■ **What is expected**: Please rewrite all the entries below as a two-column CSV with the header columns "instruction" and "response", one row per entry. Put each entry's text and its answer in one double-quoted field apiece, replacing line breaks with spaces.

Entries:
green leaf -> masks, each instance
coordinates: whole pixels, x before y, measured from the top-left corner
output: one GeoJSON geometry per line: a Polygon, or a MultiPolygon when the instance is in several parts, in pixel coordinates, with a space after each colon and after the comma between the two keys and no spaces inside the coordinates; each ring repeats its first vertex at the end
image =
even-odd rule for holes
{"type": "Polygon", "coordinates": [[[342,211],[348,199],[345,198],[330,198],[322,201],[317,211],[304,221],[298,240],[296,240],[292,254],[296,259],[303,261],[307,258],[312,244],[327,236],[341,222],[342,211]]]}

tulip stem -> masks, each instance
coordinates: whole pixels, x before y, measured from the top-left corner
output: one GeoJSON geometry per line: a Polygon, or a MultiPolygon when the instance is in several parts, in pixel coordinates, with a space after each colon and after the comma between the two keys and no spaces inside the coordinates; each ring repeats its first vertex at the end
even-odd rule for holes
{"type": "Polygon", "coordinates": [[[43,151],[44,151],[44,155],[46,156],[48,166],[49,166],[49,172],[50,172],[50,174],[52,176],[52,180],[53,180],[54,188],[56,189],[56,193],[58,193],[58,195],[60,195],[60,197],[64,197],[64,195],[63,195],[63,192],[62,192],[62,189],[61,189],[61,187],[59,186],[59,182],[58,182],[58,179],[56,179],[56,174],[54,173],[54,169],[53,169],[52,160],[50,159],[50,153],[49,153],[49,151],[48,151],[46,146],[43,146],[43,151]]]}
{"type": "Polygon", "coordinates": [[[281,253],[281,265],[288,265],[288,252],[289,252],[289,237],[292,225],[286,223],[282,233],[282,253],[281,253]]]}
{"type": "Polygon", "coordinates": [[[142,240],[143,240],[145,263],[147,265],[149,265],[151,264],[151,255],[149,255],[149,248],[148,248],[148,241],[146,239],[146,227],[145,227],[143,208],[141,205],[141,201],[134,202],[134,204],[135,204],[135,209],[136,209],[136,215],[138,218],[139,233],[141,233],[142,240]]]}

■ **Written answer**:
instruction,response
"green leaf -> masks, each instance coordinates: whole pixels, x before y, measured from the top-left corner output: one GeoJSON geometry per line: a Polygon, or a MultiPolygon when the instance is in several parts, in pixel coordinates, with a space after each colon and after the comma between the two keys and no spaces inside the coordinates; each ring repeats its first vertex at the end image = even-odd rule for holes","{""type"": ""Polygon"", ""coordinates"": [[[342,211],[348,199],[345,198],[330,198],[322,201],[317,211],[304,221],[298,240],[296,240],[292,254],[296,259],[303,261],[307,258],[312,244],[327,236],[341,222],[342,211]]]}"
"tulip stem -> masks, each instance coordinates: whole pixels, x before y, measured from the top-left corner output: one GeoJSON geometry per line: a Polygon, or a MultiPolygon when the instance is in several parts, in pixel coordinates, with a space after each colon and after the comma between the two keys and no spaces inside the coordinates; each ring repeats its first vertex at the end even-odd rule for holes","{""type"": ""Polygon"", ""coordinates"": [[[43,151],[44,151],[44,155],[46,156],[48,166],[49,166],[49,172],[50,172],[50,174],[52,176],[52,180],[53,180],[54,188],[56,189],[56,193],[58,193],[58,195],[60,195],[60,197],[64,197],[64,195],[63,195],[63,192],[62,192],[62,189],[61,189],[61,187],[59,186],[59,182],[58,182],[58,179],[56,179],[56,174],[54,173],[54,169],[53,169],[52,160],[50,159],[50,153],[49,153],[49,151],[48,151],[46,146],[43,146],[43,151]]]} {""type"": ""Polygon"", ""coordinates"": [[[281,253],[281,265],[288,265],[288,252],[289,252],[289,237],[292,225],[286,223],[282,233],[282,253],[281,253]]]} {""type"": ""Polygon"", ""coordinates"": [[[142,240],[143,240],[145,263],[147,265],[149,265],[151,264],[151,255],[149,255],[149,248],[148,248],[148,241],[146,239],[146,227],[145,227],[143,208],[141,205],[141,201],[134,202],[134,204],[135,204],[135,209],[136,209],[136,215],[138,218],[139,233],[141,233],[142,240]]]}"